Then, Garland and the U.S. attorney for New York’s Eastern District, Breon Peace, who’s handling the prosecution, took office, and you won’t believe what happened next!
In mid-May, the same career DOJ prosecutors who argued for that 10-year sentence were back in court withdrawing their plea deal and entering a new one that allowed the defendants to cop to the lesser charge of conspiracy. It tosses out the terrorism enhancement entirely.
The new charge carries a five-year maximum sentence, but the prosecutors are urging the judge to go below that, asking for just 18 to 24 months on account of the “history and personal characteristics of the defendants” and the “aberrational nature of the defendants’ conduct.” Because, you know, Mattis graduated from Princeton and New York University Law School and was an attorney at the white-shoe law firm Pryor Cashman, and Rahman was a public-interest lawyer whose “best friend,” Obama administration intelligence official Salmah Rizvi, guaranteed the $250,000 required to release her on bail.

Problems to solve
(A) According to the plea deal passage, what is the maximum sentence for the new charge?
(B) Carry on writing the plea deal passage, picking up after its final sentence.
The records have no connection to the plea deal passage.

Supplied data

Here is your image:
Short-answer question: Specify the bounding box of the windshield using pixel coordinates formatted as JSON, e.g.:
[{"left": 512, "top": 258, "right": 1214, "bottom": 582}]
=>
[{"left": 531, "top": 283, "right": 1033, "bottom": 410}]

Answers
(A) Five years.

(B)
Law360, which reported on the events, calls the new deal an “unusual step.” James Trusty, a former prosecutor in the Department of Justice’s criminal division, broke it down for us this way: “Swapping in a softer plea agreement after having gone through the plea hearing is an exceedingly rare event in federal court.” It can happen, he said, if there is “truly some new development or understanding about the defendants that merits a fresh look.”
As Time magazine unironically noted in 2016, “In retrospect, it seems odd that the Federal Bureau of Investigation elevated a band of about one hundred young people, mostly college students, into a leading place on the Bureau’s Most Wanted List. The FBI decision garnered Weatherman a huge amount of publicity and made some of its leaders famous. Yet the Weather organization was minuscule. To be sure, it was almost unique among radicals in that period in using dynamite bombs to protest government war policies, racial unfairness and corporate greed. The Weathermen believed that the evil of these acts warranted an extreme response—in fact, it warranted a revolution. But Weather only set off a total of 25 such bombs during its entire seven years of existence, all of them relatively small. And fully half of those bombs were detonated early on, in 1970. After that, Weatherman on average set off only one bomb every six months, mostly in the bathrooms of government buildings and corporation headquarters.”
The “only” is a nice touch.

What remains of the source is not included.